* _Task_
In the records, find each line where "green" occurs, and copy it.

Saved data entries:
■ ■ ■ ■
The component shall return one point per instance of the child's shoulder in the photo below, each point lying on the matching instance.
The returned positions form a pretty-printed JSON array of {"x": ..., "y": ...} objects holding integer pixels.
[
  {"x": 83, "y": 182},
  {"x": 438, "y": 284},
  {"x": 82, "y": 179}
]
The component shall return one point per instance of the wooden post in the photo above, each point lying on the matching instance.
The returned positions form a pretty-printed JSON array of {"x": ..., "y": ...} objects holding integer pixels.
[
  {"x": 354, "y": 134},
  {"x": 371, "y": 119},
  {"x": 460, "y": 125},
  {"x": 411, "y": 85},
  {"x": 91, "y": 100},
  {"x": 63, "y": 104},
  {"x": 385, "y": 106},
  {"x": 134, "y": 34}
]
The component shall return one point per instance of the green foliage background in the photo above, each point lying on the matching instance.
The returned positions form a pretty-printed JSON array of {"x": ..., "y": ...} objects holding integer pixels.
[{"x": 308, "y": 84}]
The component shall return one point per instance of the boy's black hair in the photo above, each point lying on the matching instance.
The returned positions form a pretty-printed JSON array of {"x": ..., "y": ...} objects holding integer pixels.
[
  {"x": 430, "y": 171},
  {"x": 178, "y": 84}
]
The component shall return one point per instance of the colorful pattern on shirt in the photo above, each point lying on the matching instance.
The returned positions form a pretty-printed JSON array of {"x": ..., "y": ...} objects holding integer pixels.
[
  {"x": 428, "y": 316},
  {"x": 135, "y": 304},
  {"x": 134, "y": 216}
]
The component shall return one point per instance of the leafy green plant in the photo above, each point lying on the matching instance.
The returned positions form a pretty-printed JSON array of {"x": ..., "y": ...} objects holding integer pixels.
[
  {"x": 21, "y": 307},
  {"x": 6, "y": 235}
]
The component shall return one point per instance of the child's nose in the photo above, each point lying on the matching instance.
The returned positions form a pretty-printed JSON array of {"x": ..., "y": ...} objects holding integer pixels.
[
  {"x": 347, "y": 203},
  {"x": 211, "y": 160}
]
■ ■ ■ ■
* _Task response_
The component shall return one point per instance of the green foliage background in the photo above, each point lying on the matching instance.
The component shall return one point per instance of the leafy green plant in the photo above, each point lying on the matching instance.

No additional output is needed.